**What is needed:** Please read the records below and return each line holding the string "hillside".

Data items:

★ ★ ★ ★ ★ ★ ★

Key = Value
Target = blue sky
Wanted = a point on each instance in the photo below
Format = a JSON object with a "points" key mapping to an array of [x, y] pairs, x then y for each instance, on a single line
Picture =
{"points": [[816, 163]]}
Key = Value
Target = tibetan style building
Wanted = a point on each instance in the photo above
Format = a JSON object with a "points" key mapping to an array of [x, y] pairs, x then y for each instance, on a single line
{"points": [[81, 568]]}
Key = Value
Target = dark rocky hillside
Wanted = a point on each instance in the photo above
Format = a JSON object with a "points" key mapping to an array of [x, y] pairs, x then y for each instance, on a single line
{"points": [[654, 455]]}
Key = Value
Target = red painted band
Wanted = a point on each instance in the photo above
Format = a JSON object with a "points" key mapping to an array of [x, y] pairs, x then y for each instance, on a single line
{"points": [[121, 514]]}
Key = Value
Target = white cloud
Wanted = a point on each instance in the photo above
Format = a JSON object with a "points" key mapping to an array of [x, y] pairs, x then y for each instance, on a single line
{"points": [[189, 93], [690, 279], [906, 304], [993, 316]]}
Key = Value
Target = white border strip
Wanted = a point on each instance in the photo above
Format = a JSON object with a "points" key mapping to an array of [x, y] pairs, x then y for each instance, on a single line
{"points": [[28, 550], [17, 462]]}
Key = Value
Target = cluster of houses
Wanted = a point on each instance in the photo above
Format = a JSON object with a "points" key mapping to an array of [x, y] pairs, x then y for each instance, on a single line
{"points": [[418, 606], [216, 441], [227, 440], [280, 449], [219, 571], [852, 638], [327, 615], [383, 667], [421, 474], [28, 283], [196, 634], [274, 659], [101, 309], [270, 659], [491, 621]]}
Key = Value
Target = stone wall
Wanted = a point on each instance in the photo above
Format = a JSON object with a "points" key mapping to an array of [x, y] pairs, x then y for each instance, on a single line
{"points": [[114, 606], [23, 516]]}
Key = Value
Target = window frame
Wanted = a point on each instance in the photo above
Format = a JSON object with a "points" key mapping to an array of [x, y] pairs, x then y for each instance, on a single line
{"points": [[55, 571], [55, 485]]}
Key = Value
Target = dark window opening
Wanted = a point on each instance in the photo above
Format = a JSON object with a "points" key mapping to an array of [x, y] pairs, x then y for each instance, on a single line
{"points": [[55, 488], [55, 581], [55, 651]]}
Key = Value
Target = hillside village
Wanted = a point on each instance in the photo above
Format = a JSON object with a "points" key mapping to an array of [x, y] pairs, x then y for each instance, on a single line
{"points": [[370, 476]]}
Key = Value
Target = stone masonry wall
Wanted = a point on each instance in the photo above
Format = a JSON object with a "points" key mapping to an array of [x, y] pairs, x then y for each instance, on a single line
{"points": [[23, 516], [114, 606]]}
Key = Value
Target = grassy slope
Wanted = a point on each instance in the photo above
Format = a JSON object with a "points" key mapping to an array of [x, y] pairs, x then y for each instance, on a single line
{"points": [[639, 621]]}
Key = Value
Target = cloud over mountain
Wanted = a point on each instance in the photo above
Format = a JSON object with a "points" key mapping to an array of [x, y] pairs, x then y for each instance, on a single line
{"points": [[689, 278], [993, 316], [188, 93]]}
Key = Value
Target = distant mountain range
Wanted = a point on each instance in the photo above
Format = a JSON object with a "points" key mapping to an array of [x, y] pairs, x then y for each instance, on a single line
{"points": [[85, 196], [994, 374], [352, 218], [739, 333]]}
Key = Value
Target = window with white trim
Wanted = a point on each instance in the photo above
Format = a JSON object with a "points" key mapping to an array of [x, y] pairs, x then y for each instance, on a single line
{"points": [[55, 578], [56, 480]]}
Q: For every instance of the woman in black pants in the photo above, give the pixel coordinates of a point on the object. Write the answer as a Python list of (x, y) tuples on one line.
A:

★ ★ ★ ★ ★ ★ ★

**Response to the exercise:**
Target = dark rocky hillside
Target = hillside village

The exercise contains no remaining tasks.